→ **Page text**:
--------------------
ABC’s Martha Raddatz was minutes from taking off for Afghanistan when her BlackBerry buzzed with a colleague’s message that Osama bin Laden might be dead. She dragged her luggage off the plane, sat down on the floor of Dulles airport, and started making calls.

It was 9:45pm on May 1 as the veteran correspondent, a phone in each hand, learned details—they had bin Laden’s body!—that she provided on the air from Terminal C. She drove to the office at 3am and kept on working.

The network had run more than a dozen drills for precisely this moment. “News is the ultimate defibrillator for an organization,” says ABC News president Ben Sherwood. “We get shocked to life and go right into action.” The problem: after the Tucson shootings, the Egypt and Libya uprisings, the Japanese nuclear catastrophe, and now the death of the mastermind of 9/11, ABC has blown through most of its multimillion-dollar emergency fund set aside for unexpected events. That is rare and could force the network to ask the Disney bosses for more, though an executive says there is “no blank check.”
--------------------
→ **What this exercise asks**:
1 > In the ABC News passage, from which airport terminal did Martha Raddatz report on the air?
2 > Pick up the ABC News passage after its final sentence and write the paragraph that follows.

→ **Material shown**:
--------------------
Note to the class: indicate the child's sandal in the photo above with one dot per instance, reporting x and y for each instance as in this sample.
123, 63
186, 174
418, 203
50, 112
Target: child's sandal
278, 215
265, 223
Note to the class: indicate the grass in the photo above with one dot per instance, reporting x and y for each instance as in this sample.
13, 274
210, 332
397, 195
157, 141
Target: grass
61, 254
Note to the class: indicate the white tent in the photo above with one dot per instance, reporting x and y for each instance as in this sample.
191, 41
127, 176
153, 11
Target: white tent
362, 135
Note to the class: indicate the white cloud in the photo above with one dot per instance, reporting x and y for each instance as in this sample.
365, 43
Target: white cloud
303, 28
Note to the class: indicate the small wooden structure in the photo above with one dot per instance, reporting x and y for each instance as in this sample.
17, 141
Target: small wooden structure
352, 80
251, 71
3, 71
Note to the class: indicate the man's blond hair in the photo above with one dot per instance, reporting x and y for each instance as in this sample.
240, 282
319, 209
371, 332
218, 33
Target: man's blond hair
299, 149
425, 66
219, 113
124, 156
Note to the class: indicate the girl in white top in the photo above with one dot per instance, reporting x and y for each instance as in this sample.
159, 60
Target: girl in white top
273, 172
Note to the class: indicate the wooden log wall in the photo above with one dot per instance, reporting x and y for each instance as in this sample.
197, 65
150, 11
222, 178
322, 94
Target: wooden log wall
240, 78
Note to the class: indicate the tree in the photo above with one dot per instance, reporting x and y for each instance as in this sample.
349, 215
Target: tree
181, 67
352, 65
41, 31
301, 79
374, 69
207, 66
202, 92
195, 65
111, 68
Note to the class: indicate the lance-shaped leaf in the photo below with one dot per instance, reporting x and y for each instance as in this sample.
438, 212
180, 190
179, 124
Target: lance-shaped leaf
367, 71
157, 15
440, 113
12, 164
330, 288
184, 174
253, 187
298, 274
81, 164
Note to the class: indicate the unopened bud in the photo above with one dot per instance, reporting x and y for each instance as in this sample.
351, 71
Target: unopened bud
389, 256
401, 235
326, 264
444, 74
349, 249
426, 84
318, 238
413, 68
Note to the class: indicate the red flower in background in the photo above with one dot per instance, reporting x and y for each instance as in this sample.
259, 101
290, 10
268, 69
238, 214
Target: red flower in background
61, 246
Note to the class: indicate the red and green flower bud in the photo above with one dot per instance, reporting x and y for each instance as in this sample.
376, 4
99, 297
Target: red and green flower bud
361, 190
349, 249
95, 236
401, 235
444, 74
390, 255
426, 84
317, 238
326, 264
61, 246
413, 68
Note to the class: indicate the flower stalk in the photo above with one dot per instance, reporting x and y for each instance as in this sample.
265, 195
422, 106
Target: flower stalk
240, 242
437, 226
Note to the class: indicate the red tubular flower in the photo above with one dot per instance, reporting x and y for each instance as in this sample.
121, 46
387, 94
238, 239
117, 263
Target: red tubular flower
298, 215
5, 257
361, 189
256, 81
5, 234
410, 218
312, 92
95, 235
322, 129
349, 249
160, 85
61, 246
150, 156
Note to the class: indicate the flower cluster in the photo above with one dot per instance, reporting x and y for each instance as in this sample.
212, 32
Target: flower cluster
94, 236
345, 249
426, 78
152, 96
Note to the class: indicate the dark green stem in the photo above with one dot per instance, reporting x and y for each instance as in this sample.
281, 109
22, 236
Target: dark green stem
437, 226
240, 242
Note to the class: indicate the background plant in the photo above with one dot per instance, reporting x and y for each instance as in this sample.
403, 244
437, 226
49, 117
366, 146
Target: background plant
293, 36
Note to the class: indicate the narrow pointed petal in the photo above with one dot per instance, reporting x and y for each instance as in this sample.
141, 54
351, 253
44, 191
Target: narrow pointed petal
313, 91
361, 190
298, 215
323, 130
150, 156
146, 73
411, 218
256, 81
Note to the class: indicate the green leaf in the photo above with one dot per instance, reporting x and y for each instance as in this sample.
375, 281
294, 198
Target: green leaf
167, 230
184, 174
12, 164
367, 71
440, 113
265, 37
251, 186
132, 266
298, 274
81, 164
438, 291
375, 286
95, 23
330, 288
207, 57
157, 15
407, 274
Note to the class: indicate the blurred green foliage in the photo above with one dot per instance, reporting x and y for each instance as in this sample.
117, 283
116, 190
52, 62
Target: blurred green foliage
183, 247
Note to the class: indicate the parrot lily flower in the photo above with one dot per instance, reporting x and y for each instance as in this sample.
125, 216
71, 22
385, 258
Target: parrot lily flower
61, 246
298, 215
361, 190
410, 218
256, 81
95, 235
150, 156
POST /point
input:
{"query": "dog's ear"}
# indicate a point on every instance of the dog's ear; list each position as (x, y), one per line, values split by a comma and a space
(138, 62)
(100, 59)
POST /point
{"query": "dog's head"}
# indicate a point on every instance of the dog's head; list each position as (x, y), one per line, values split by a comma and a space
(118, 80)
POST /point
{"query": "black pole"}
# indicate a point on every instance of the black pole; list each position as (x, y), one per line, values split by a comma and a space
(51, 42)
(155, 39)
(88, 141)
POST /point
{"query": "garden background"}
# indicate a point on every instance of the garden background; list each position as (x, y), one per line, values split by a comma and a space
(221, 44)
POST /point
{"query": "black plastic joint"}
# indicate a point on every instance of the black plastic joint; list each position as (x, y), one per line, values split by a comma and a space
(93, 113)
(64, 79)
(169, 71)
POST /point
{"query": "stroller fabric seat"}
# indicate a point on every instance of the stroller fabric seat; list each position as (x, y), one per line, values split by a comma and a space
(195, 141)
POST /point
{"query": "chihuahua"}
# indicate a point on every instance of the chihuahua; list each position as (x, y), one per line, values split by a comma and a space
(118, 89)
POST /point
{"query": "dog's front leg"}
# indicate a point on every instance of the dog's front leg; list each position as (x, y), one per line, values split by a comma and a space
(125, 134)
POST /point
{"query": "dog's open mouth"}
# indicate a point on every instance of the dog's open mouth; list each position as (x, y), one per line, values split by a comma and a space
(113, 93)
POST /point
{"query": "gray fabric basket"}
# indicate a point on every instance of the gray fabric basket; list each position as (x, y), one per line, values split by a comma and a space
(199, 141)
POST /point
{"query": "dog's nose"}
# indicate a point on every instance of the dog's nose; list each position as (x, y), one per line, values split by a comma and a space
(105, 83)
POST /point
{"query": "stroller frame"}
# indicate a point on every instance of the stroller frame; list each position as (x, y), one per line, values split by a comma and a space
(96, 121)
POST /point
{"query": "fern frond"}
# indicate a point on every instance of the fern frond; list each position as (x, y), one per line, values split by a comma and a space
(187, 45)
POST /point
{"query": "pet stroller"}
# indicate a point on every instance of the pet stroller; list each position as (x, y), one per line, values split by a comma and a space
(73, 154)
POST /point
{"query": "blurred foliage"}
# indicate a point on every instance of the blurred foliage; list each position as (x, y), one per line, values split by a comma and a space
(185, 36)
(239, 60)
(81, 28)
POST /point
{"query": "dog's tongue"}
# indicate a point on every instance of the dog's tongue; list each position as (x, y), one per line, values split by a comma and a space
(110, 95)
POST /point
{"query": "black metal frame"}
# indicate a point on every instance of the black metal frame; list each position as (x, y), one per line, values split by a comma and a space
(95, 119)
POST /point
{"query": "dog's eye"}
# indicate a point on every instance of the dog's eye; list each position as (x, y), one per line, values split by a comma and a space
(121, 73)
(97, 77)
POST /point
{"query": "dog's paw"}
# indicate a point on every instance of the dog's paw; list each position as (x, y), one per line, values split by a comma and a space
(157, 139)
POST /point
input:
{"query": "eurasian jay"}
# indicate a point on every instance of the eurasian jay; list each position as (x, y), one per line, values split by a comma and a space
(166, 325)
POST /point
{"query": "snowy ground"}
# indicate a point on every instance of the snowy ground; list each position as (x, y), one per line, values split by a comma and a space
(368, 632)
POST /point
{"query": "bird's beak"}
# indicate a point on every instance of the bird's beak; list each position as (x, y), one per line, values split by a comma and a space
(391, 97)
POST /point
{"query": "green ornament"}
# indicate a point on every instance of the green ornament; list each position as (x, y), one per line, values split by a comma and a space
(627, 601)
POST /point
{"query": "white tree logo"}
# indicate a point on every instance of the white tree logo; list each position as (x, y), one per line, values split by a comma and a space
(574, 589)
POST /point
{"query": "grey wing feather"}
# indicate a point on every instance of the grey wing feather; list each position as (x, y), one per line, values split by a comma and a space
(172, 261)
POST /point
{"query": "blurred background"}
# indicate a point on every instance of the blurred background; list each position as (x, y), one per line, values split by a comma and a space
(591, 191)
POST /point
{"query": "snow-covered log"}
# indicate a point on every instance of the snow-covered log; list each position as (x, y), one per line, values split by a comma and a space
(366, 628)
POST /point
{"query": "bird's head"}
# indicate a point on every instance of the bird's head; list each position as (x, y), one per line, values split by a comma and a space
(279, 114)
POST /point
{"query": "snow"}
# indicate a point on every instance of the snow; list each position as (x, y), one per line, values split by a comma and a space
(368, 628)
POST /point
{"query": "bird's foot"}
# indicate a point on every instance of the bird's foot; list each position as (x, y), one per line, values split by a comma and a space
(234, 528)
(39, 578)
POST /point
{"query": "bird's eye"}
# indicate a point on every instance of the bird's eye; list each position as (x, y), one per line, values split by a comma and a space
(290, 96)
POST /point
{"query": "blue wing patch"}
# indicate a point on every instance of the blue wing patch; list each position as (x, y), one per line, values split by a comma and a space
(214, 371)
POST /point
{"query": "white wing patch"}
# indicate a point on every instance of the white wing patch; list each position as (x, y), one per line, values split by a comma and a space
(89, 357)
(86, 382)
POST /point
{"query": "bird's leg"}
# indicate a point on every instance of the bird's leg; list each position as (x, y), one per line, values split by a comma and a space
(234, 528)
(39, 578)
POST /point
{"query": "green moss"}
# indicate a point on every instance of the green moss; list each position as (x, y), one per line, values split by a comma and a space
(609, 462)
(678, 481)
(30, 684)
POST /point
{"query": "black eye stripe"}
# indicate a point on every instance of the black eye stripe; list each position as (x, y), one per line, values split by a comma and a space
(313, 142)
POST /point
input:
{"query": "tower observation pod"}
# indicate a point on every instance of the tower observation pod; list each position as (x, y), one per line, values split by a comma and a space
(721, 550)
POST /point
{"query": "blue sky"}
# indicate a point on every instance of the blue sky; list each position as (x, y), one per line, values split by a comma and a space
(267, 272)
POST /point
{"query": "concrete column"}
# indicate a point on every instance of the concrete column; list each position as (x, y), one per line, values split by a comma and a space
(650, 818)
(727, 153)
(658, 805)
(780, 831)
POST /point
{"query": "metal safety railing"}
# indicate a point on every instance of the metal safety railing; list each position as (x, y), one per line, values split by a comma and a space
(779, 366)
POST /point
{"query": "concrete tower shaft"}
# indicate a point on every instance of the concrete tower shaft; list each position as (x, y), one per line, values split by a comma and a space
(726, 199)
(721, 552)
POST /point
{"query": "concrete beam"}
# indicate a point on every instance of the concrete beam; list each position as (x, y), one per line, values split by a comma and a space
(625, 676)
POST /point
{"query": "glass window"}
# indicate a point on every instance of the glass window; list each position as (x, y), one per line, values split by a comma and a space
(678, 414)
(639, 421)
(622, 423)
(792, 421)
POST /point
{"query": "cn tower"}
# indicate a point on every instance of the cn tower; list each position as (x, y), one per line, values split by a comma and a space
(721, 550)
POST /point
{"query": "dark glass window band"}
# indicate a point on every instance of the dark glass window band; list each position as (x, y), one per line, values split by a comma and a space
--------------------
→ **Task-by-task outputs**:
1 > Terminal C at Dulles airport

2 >
Big media organizations pull out the stops for game-changing stories, but they may be bleeding themselves to death in the process. The lumbering old news dinosaurs have slashed their staffs and watched online rivals eat their lunch as ratings and circulation inexorably slide downward. There are fewer ambitious projects, reduced scrutiny of government, more journalistic recycling.

Brian Williams is proudly old-fashioned. Having landed in London for the royal wedding, he immediately flew home to chase the killer tornadoes in Alabama. The NBC anchor was in his Connecticut kitchen that Sunday night when White House spokesman Jay Carney called to say he should get to the chair: “Close hold: we got bin Laden. Tell no one.”